● What you should do: From the first line to the last, transcribe the material exactly.

● Record excerpts:
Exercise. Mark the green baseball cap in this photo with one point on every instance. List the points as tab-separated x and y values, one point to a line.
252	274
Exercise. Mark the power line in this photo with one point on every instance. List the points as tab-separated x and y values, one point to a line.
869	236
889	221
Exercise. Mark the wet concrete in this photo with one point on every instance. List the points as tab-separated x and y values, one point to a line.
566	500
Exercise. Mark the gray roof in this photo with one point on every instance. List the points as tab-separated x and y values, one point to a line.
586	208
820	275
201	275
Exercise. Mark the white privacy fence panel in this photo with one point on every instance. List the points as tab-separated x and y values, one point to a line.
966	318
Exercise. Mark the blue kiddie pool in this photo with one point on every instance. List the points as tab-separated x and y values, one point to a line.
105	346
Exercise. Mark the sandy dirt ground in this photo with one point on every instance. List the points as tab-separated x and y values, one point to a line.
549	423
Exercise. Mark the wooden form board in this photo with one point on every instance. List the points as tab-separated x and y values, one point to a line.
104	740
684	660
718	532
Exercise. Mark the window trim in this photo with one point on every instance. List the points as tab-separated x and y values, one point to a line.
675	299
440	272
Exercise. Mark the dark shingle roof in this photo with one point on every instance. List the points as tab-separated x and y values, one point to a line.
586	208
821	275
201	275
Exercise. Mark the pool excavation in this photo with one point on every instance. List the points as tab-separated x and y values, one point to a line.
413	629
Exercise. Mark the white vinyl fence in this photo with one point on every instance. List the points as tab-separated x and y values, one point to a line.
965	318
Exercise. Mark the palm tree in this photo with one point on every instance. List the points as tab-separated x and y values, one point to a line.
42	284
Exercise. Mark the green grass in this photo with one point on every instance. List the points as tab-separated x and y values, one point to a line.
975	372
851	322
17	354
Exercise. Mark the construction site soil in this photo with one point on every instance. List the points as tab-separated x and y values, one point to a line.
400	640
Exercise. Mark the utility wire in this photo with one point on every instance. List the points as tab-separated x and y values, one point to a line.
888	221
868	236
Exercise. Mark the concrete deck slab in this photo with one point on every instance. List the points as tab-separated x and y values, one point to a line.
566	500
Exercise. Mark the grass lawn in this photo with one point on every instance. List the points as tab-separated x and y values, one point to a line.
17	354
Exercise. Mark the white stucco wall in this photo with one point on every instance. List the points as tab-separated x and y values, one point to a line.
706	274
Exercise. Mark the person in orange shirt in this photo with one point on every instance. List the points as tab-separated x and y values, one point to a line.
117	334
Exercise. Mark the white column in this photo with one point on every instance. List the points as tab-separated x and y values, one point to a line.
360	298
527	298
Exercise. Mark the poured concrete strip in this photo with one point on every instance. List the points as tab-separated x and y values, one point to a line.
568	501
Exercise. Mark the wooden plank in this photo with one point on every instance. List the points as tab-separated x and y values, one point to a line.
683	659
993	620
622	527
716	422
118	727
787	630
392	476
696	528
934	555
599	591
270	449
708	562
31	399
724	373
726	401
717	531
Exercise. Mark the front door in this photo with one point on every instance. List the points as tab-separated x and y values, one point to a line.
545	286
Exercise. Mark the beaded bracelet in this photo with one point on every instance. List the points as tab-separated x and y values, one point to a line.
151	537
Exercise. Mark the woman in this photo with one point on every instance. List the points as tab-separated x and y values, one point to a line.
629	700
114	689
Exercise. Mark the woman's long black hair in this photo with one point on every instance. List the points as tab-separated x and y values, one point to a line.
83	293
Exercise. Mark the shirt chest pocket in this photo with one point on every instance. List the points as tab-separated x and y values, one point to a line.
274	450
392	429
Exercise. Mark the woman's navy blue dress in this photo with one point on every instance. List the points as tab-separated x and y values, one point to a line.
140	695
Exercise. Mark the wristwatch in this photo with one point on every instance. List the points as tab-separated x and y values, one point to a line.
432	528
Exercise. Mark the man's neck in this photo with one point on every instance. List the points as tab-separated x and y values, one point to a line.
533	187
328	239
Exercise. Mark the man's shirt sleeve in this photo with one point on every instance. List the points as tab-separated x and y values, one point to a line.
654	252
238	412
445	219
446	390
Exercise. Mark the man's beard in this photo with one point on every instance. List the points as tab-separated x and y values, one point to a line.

● Result of the task:
Exercise. Mark the green baseball cap in this photo with one point on every instance. List the points as tab-separated x and y values, one point to a line.
252	274
Exercise. Mark the power line in this photo with one point on every instance. List the points as tab-separated x and y values, one point to a line.
869	236
889	221
Exercise. Mark the wet concrete in this photo with one point on every instance. List the points as tab-separated x and y values, one point to a line.
566	500
Exercise. Mark the gray roof in this photo with one point on every instance. List the points as tab-separated x and y values, one point to a line.
586	208
820	275
201	275
Exercise. Mark the white privacy fence panel in this photo with one point on every instance. List the points as tab-separated x and y values, one point to a line.
966	318
Exercise. Mark the blue kiddie pool in this photo with one point on every instance. List the points as tab-separated x and y values, one point to a line.
105	346
Exercise. Mark the sandy dirt ground in this photo with one point on every instance. List the points as tab-separated x and y values, one point to a line.
549	423
Exercise. Mark the wooden form board in this photo with one point on every instance. List the points as tab-separated x and y values, one point to a line.
104	740
684	660
718	532
Exercise. Mark the window trim in this photo with one point on every instance. List the points as tab-separated x and y values, one point to a line.
675	299
440	272
Exercise. Mark the dark shingle roof in this photo with one point on every instance. List the points as tab-separated x and y values, one point to a line.
586	208
821	275
201	275
Exercise. Mark the pool excavation in this photo with one point on every instance. List the points as tab-separated x and y values, one point to a line.
413	629
Exercise. Mark the white vinyl fence in this photo with one point on every instance. List the points as tab-separated x and y values, one point to a line.
965	318
Exercise. Mark the palm tree in this photo with one point on every instance. List the points as tab-separated x and y values, one point to a line.
42	284
Exercise. Mark the green grass in this photo with one point on every instance. List the points as tab-separated x and y values, one point to a line.
975	372
851	322
17	354
Exercise. Mark the construction site soil in this photo with one point on every instance. List the points as tab-separated x and y values, one point to a line.
400	640
Exercise. Mark the utility wire in this photo with one point on every instance. List the points as tab-separated x and y values, one point to a line.
888	221
868	236
Exercise. Mark the concrete deck slab in this photo with one point on every instance. List the points as tab-separated x and y values, one point to a line.
566	500
Exercise. Mark the grass lawn in this photo with one point on every instance. List the points as tab-separated x and y values, one point to a line.
17	354
Exercise. Mark the white stucco wall in this photo with one point on every instance. List the points as tab-separated x and y values, one point to a line.
706	274
Exercise. Mark the person in orange shirt in this photo with one point on every instance. List the points as tab-separated x and y values, one point to a line.
117	334
Exercise. Mark the white column in this photo with one point on every instance. List the points as tab-separated x and y values, one point to a line.
360	298
527	298
Exercise. Mark the poured concrete strip in this photo with one point on every instance. List the points as tab-separated x and y values, one point to a line.
568	501
Exercise. Mark the wooden plank in this photo with one point on every instance. List the points as tab-separated x and y values, one point to a line.
683	659
993	620
622	527
716	422
118	727
787	630
392	476
696	528
934	555
599	591
270	449
708	562
31	399
724	373
726	401
717	531
Exercise. Mark the front door in this photo with one point on every instance. List the points as tab-separated x and y values, one point to a line.
545	286
Exercise. Mark the beaded bracelet in this photo with one point on every instance. List the points as tab-separated x and y values, one point to a line.
151	537
Exercise. Mark the woman in this photo with one point on every instance. List the points as tab-separated x and y values, one point to a line.
629	700
114	689
Exercise. Mark the woman's long black hair in this photo with one point on every instance. List the points as tab-separated x and y values, one point to a line.
83	293
Exercise. Mark the shirt chest pocket in this photo with one point on every instance. List the points as tab-separated x and y values, one point to a line.
274	450
392	429
Exercise. Mark the woman's navy blue dress in this photo with one point on every instance. List the points as tab-separated x and y values, one point to a line.
140	695
Exercise. Mark the wristwatch in this photo with one point on every instance. List the points as tab-separated x and y values, one point to a line.
432	528
Exercise. Mark the man's neck in this photo with one point on every instance. List the points as tab-separated x and y values, one point to a line.
533	187
328	239
Exercise. Mark the man's shirt sleeve in this photo with one point on every instance. List the points as tab-separated x and y values, one point to a line.
654	252
238	412
445	219
446	390
Exercise. Mark the man's beard in this photo with one point on every instance. List the points as tab-separated x and y values, one point to a line.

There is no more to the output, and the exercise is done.